(INSTRUCTIONS TO FOLLOW): Extend the passage below on synaptic scaling and sleep, picking up right after its final sentence.
=== PROVIDED PASSAGE ===
However, without additional regulation of Hebbian plasticity, synapses become unstable, and synaptic diversity is lost [54, 89, 97, 98]. One example of how synapses change with use is called synaptic scaling. Synaptic scaling is a long-term (days) process. Synaptic scaling can operate in both excitatory (e.g. glutamatergic) or inhibitory (e.g. GABAergic) synapses. If use, e.g. action potential frequency/pattern is intense, receptors/ligand complexes traffic into the cell rendering the postsynaptic neuron transiently less sensitive to the extracellular ligand because access to free transmembrane receptors is reduced. In contrast, if few action potentials transmit across the synapse, the population of the ligand (neurotransmitter) membrane receptors increases and thereby increases the sensitivity of the postsynaptic cell to the transmitter. This is one of several neuronal plasticity mechanisms and it, like others, is involved in multiple brain processes including sleep regulation. A proposed mechanism for synaptic network stabilization involves SRS-induced changes in local electrical properties as described above (Figure 2). Indeed, there is now direct evidence that TNF, IL1, and brain-derived neurotrophic factor (BDNF) are involved in synaptic scaling and are upregulated in brain in response to cell activity. Kavanau [78] and Tononi and Cirelli [80] proposed that intrinsic spontaneous electrical activity (which would be altered by IL1, TNF, and BDNF produced in response to cell activity) serves this scaling function. Thus, not only are the mechanisms for local sleeping inseparable from the connectivity/metabolic function of sleep; they also cause the network outputs that lead to the necessity for the altered consciousness that typically pervades sleep [33].
=== PROVIDED RECORDS ===
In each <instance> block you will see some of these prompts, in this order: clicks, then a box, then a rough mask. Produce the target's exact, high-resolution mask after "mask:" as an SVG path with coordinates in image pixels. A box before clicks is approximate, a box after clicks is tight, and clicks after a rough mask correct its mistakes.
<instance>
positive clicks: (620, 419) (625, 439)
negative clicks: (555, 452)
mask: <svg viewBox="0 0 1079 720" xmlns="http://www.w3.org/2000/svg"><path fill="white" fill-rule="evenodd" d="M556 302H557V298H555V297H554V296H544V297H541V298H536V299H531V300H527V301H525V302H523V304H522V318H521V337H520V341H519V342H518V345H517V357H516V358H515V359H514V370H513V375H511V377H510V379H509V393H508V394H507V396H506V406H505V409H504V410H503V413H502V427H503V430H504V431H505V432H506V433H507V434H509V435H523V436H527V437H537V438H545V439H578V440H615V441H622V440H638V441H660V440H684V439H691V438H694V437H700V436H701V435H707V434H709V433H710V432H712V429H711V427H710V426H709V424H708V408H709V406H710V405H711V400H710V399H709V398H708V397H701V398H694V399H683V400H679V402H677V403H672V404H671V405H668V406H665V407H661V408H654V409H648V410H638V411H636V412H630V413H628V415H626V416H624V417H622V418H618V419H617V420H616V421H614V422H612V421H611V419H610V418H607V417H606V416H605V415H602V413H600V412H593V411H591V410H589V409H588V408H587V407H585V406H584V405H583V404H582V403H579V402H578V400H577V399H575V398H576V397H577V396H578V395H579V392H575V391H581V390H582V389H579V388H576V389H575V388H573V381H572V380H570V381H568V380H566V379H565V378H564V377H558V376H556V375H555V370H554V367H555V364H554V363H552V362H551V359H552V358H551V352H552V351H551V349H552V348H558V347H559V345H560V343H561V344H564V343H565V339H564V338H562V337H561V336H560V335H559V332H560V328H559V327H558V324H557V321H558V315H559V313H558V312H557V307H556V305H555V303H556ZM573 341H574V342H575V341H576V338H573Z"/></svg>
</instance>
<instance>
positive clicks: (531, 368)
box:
===
(ANSWER FOR THE TASK):
![Figure 2.: Sleep regulatory substances are produced within small networks in response to cell damage, sleep loss, or cell activity. Those substances affect a variety of synaptic mechanisms which, in turn, regulate multiple local processes. The processes shown are posited to be sleep functions [83].](zpad039_fig2.jpg)
Our theory that organism sleep emerges from multiple small networks does not yet address questions of how many small networks need to be in the sleep-like state before consciousness changes. Of note, a similar issue is present in the more traditional canonical paradigm of sleep regulation, which proposes a top–down imposition of sleep on the brain by regulatory circuits; it does not specify the areas (and how many of them) need to be acted upon by the regulatory circuits to produce sleep. Thus, although we are far from any comprehensive molecular or genetic understanding of sleep or the mechanistic details of local control of sleep, the present view continues to provide a new evolutionary conceptual structure.
Without fulfilling this prophecy, there is no future for sleep research. Yet, it seems sleep research is needed and for that we should be thankful.